Below are records; reproduce exactly the lines from the one containing "Request = tag one keypoint per instance of the clear" through the end, both included, and only those.

---*---

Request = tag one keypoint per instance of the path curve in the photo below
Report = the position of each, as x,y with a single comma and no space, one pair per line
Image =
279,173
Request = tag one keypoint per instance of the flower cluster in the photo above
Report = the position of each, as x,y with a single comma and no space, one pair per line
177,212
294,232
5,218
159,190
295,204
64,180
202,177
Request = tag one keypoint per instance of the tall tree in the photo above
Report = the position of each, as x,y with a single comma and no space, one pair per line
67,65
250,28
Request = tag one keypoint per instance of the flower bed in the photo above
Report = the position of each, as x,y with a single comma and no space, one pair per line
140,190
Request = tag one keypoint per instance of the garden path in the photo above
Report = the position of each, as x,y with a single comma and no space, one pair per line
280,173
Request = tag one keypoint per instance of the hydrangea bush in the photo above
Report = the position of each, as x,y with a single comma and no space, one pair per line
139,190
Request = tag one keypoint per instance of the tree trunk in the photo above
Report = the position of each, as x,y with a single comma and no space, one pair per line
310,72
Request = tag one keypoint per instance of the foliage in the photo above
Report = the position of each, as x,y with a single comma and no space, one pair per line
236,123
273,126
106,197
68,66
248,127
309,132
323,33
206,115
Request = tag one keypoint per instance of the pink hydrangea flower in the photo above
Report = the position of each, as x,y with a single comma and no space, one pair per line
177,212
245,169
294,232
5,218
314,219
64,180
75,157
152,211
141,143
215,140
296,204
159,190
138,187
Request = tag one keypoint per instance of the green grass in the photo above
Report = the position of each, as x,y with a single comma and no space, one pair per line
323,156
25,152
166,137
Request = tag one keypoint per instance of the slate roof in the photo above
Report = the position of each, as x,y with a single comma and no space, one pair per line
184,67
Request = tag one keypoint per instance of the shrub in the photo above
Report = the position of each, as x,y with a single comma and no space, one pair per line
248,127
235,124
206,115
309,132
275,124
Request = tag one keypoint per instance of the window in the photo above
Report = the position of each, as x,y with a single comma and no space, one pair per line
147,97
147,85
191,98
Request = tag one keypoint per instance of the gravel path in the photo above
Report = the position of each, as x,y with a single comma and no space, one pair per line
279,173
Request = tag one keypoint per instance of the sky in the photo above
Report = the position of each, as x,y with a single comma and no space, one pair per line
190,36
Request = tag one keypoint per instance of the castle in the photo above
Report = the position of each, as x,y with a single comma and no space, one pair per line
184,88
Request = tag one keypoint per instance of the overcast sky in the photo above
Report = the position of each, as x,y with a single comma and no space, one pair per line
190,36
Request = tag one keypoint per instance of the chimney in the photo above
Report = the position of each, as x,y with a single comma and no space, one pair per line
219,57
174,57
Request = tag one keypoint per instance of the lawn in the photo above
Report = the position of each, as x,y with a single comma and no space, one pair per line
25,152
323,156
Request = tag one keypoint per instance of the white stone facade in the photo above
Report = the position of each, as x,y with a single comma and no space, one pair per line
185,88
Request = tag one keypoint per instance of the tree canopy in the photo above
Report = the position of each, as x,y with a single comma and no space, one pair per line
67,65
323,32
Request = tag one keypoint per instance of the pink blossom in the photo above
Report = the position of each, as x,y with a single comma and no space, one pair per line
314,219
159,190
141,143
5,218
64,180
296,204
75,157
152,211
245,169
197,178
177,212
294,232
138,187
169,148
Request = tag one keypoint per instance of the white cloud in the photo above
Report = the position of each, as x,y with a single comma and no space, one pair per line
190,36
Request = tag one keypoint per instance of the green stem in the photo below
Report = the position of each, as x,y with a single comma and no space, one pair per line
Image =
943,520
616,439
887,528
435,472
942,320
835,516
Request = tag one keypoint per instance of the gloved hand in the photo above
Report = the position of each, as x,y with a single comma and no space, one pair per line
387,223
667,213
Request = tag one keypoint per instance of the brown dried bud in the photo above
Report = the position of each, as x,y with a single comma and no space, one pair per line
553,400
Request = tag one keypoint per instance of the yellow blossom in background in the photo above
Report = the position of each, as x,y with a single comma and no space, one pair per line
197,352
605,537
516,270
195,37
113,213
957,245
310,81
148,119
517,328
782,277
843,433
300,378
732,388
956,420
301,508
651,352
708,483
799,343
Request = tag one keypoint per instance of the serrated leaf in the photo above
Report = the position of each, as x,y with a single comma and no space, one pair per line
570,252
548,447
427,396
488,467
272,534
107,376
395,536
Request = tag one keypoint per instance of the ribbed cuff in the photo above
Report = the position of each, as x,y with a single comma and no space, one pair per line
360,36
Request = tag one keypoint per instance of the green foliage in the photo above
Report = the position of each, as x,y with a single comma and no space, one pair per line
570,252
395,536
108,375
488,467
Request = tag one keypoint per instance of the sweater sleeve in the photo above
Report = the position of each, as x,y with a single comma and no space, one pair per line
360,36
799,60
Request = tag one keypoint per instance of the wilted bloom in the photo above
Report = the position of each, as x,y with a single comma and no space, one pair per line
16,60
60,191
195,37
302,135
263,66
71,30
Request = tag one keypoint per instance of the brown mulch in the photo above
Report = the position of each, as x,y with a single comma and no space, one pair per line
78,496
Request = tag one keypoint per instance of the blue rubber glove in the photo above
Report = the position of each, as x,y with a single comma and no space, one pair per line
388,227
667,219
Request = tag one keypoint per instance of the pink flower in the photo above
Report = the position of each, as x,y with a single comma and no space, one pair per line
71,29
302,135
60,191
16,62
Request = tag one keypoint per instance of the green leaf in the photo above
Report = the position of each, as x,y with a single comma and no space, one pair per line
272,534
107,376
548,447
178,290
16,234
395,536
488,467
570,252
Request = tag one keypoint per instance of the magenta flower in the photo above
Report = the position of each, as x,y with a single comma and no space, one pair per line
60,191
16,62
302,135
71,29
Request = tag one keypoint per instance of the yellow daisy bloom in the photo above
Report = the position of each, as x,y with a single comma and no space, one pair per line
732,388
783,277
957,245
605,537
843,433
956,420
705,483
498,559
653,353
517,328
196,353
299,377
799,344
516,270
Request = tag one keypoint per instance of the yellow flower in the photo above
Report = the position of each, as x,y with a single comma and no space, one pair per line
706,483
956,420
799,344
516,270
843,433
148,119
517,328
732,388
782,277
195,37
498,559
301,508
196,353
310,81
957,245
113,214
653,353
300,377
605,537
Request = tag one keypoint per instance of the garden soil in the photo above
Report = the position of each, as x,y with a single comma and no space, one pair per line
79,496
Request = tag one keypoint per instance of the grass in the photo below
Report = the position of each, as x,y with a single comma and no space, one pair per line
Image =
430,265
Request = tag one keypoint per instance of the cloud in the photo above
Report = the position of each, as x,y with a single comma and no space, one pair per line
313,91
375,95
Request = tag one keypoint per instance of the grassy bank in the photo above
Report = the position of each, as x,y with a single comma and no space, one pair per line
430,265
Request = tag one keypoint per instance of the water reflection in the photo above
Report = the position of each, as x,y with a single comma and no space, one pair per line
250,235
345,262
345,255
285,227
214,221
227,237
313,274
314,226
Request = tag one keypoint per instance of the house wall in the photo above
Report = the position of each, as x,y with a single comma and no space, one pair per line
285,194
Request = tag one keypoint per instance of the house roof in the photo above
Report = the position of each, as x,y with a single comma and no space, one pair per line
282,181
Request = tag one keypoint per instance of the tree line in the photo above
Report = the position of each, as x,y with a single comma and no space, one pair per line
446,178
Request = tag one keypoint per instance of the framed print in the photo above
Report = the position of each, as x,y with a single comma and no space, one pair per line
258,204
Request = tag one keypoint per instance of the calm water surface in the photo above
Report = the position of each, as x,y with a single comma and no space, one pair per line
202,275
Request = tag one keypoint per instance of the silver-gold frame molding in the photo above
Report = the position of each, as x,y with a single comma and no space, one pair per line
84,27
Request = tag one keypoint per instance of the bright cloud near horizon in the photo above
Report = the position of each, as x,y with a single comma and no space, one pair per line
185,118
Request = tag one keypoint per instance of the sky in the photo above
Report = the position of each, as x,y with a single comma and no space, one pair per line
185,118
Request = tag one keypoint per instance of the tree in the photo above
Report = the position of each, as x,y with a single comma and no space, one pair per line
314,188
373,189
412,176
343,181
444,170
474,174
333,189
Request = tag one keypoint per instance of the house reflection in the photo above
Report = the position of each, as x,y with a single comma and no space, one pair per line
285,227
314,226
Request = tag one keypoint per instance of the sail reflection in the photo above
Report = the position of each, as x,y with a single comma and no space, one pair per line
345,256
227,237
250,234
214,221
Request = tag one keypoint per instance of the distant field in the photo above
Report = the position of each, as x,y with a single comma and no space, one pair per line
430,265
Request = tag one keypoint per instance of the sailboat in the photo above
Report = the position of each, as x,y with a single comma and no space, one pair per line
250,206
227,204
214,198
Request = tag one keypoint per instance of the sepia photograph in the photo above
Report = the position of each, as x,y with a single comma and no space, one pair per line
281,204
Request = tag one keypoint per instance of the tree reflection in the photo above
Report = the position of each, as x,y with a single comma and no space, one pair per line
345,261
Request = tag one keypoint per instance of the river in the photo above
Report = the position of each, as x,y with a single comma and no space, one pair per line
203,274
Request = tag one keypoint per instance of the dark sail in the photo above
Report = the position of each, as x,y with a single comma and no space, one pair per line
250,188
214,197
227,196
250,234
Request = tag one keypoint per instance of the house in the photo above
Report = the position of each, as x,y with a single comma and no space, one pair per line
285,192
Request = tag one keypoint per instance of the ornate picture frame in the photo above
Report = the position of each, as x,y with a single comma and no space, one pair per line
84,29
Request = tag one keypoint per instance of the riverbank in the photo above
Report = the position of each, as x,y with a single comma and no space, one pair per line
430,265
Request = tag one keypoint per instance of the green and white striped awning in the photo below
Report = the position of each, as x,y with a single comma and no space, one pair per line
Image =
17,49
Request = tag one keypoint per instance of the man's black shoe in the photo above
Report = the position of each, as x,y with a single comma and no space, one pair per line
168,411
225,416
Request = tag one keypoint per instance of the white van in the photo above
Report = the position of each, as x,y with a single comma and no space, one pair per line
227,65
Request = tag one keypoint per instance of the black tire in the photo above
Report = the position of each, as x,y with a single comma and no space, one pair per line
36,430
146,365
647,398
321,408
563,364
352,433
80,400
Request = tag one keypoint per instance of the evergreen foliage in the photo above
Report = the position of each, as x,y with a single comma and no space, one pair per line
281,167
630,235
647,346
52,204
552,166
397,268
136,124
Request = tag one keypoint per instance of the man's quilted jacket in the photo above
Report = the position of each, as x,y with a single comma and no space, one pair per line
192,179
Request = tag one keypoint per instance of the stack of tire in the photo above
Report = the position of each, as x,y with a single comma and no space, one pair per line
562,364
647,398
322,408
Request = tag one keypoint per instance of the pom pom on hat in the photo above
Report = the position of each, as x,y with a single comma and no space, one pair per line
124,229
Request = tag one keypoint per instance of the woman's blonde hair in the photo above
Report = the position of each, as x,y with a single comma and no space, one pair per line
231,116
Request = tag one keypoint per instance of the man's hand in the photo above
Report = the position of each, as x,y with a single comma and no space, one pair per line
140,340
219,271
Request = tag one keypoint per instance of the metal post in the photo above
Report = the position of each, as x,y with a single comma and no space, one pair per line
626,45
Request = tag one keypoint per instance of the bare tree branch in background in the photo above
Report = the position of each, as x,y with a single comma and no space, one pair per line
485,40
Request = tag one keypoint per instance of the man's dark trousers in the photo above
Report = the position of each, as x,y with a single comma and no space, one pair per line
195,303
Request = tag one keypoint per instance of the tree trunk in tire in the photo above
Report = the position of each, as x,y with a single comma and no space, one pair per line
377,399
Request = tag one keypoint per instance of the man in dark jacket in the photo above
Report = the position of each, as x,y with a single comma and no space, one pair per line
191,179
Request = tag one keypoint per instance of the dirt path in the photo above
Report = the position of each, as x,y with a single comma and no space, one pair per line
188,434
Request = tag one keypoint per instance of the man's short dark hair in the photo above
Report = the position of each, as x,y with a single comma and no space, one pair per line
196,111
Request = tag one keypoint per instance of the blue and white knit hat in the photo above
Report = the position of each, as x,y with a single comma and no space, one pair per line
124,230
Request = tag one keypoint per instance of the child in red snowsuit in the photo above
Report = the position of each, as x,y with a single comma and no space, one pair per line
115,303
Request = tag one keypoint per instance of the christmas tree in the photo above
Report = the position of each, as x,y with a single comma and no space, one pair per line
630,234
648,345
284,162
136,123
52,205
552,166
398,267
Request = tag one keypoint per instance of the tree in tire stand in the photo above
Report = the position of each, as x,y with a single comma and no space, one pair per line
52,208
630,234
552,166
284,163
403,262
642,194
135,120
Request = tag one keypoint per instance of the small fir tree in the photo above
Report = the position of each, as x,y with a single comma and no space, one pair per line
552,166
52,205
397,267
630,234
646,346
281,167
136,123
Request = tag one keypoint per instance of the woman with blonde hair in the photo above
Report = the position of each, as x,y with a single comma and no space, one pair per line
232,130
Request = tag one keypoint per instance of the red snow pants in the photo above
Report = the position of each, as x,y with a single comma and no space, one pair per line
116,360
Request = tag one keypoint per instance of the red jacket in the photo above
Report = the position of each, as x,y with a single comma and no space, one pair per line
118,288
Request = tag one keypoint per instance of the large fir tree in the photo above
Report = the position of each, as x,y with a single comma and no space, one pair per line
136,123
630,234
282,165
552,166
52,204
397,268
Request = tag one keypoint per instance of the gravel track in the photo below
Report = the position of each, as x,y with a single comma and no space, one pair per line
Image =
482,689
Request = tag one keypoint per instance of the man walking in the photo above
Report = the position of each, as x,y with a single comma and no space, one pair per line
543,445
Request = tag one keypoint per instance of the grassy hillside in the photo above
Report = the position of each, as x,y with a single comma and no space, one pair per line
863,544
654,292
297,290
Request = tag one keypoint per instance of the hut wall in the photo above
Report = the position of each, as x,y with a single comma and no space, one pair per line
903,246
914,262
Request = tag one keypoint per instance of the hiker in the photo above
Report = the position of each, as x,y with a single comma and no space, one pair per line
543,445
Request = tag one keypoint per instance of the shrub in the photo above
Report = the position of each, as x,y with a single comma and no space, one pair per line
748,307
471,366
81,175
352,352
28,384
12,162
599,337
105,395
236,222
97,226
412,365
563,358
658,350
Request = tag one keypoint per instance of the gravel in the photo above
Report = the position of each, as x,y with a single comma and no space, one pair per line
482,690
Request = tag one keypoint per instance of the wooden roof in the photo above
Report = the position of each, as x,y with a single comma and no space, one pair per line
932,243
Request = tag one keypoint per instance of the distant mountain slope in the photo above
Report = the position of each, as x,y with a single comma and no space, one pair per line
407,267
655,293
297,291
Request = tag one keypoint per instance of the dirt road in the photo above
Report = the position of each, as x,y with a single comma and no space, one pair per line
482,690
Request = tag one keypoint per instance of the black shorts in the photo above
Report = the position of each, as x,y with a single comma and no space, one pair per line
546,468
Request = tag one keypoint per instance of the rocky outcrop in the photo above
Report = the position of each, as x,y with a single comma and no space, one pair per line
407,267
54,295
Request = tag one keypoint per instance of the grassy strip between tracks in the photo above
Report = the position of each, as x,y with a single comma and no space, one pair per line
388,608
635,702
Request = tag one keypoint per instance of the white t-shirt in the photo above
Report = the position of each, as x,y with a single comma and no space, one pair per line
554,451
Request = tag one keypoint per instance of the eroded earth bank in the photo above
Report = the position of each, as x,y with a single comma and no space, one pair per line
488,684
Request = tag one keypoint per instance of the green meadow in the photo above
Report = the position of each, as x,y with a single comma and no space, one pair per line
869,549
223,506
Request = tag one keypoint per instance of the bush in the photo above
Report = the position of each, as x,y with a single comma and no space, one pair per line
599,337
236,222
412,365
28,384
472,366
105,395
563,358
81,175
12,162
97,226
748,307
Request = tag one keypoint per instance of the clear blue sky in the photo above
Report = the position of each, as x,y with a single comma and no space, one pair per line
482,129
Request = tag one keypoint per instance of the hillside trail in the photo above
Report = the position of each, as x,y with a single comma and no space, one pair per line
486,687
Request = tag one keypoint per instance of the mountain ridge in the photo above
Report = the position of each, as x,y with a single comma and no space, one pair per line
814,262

---*---

● **Problem solution**
Request = tag one keypoint per instance of the clear blue sky in the photo above
Report = the position of each, as x,y with a single comma and no space, one pair per line
482,129
Request = tag one keypoint per instance of the hillside trail in the photo above
Report = the position of each, as x,y with a single comma and no space, one pair per line
486,687
Request = tag one keypoint per instance of the mountain ridge in the photo above
Report = the position of each, as x,y with a single comma and no space, one pair per line
814,262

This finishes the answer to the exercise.